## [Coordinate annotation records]
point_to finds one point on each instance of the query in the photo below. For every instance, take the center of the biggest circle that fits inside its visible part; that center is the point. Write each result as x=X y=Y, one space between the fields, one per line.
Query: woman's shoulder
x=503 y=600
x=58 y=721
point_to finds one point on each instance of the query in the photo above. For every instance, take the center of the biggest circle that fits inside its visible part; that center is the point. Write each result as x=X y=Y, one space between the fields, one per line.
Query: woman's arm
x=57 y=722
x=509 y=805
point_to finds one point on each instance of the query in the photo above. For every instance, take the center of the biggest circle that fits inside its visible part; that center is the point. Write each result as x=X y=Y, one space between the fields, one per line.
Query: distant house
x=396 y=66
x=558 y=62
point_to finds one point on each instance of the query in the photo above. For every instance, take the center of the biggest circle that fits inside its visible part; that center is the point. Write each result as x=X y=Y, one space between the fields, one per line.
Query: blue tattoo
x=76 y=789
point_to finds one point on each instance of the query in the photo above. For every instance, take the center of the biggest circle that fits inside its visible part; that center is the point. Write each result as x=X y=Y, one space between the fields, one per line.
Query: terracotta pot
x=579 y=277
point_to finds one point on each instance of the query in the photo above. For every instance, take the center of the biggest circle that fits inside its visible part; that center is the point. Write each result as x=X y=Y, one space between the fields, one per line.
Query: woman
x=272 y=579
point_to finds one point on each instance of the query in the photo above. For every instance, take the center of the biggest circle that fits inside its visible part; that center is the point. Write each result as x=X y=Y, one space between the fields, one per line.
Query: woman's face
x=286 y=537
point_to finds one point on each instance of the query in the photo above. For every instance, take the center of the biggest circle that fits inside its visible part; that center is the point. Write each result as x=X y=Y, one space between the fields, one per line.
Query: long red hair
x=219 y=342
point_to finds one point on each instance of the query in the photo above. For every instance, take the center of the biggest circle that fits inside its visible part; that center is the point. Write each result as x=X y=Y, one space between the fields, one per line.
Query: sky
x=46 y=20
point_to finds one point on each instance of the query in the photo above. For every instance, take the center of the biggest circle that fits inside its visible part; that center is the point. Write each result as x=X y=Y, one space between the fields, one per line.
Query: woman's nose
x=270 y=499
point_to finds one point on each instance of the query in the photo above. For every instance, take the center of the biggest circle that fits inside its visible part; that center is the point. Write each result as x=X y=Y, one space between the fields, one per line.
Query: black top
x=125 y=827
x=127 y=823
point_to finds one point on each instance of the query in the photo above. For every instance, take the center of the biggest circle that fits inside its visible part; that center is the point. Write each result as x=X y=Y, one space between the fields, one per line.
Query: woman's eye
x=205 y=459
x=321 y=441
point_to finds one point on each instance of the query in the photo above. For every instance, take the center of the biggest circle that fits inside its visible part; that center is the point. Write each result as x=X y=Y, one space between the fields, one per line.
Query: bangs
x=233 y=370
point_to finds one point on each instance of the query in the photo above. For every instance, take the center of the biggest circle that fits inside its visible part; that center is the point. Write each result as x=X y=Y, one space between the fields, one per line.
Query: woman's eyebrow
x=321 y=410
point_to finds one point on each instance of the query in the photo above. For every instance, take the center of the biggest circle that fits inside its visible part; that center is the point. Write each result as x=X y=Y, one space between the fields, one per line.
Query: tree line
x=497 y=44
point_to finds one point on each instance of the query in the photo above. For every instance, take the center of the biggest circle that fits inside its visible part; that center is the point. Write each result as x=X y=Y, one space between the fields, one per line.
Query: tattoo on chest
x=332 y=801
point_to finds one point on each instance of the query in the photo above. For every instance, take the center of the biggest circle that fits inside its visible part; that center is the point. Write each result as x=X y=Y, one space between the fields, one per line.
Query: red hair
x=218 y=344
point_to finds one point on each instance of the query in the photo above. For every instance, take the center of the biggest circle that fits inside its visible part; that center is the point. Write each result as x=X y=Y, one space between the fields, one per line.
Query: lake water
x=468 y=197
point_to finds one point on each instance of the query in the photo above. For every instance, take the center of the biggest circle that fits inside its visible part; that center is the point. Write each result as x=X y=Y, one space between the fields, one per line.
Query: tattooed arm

## [Work instructions]
Restate the records, all of them, precisely as written.

## [Written answer]
point_to finds one point on each instance of the query in the photo below. For every instance, take the center of the biggest circle that fits inside its visible part; that center is the point. Write each result as x=X y=Y, one space between the fields, one per line.
Query: woman's shoulder
x=503 y=600
x=58 y=721
point_to finds one point on each instance of the query in the photo above. For every instance, take the center of the biggest circle that fits inside its visible part; that center is the point. Write each result as x=X y=Y, one space between the fields, one per line.
Query: woman's arm
x=57 y=722
x=509 y=805
point_to finds one point on each instance of the query in the photo above. For every instance, take the center of the biggest circle that fits inside its visible part; that center is the point. Write each result as x=X y=Y, one space between the fields, one per line.
Query: distant house
x=396 y=66
x=558 y=62
point_to finds one point on each instance of the query in the photo above. For every instance, take the center of the biggest circle that fits inside its visible part; that center is the point. Write each result as x=X y=Y, one space between the fields, one per line.
Query: blue tattoo
x=76 y=789
point_to finds one point on each instance of the query in the photo above. For every instance, take the center of the biggest circle that fits inside its visible part; that center is the point. Write each result as x=X y=Y, one space between the fields, one per line.
Query: terracotta pot
x=579 y=277
point_to finds one point on each instance of the query in the photo above. For every instance, take the center of the biggest circle that fits inside its visible part; that center is the point. Write each result as x=X y=Y, one space between the fields, one per line.
Query: woman
x=272 y=579
point_to finds one point on each instance of the query in the photo above. For every instance, take the center of the biggest circle that fits inside its visible part; that center is the point. Write each result as x=X y=Y, one space between the fields, one per line.
Query: woman's face
x=286 y=537
point_to finds one point on each instance of the query in the photo above. For every instance, take the center of the biggest circle that fits inside its visible part; that center is the point. Write each result as x=X y=Y, one space between the fields, one per line.
Query: long red hair
x=219 y=342
point_to finds one point on each instance of the query in the photo above. For every instance, take the center of the biggest circle that fits inside its visible part; that center is the point. Write each result as x=X y=Y, one space between the fields, one per line.
Query: sky
x=46 y=20
point_to finds one point on each instance of the query in the photo above. For every instance, take the center of the biggest circle that fits inside its visible part; that center is the point. Write each result as x=X y=Y, one space between the fields, one per line.
Query: woman's nose
x=270 y=499
point_to finds one point on each instance of the query in the photo above. For every instance, take the center of the biggest circle that fits inside its visible part; that center is the point. Write each result as x=X y=Y, one space between the fields, one per line.
Query: black top
x=125 y=827
x=127 y=823
point_to finds one point on each instance of the query in the photo above. For every instance, take the center of the biggest circle that fits inside its visible part; that center is the point. Write each result as x=X y=Y, one space between the fields, one per line.
Query: woman's eye
x=205 y=459
x=321 y=441
point_to finds one point on each instance of the query in the photo above. For every instance, take the center of the biggest circle that fits inside its visible part; that center is the point. Write each result as x=X y=Y, one space between the fields, one per line.
Query: bangs
x=233 y=370
point_to finds one point on each instance of the query in the photo above. For every instance, take the center of the biggest circle that fits inside its visible part; that center is the point. Write each result as x=X y=Y, one space between the fields, one per line.
Query: woman's eyebrow
x=321 y=410
point_to finds one point on each instance of the query in the photo above. For every instance, take the center of the biggest circle that fits inside its visible part; that center is the point. Write each result as x=X y=Y, one space between the fields, one per line.
Query: tree line
x=497 y=44
point_to finds one point on each instance of the query in the photo above. For every instance, take the center of the biggest circle that fits inside its visible part; that center is the point. Write each result as x=X y=Y, one space between the fields, one per line.
Query: tattoo on chest
x=332 y=801
point_to finds one point on each instance of the query in the photo above. For every instance, take the center of the biggest circle that fits inside its visible part; that center is the point. Write each result as x=X y=Y, one space between the fields, one per line.
Query: red hair
x=218 y=344
point_to finds one point on each instance of the query in the photo above. For every instance, take the center of the biggest circle that fits inside its visible part; that center is the point. Write each result as x=X y=Y, one space between the fields, one per line.
Query: lake water
x=468 y=197
point_to finds one point on each instance of the query in the photo above. For every instance, take the center of the biggest circle that fits inside its visible part; that center is the point. Write each result as x=X y=Y, one space between the fields, one per line.
Query: tattooed arm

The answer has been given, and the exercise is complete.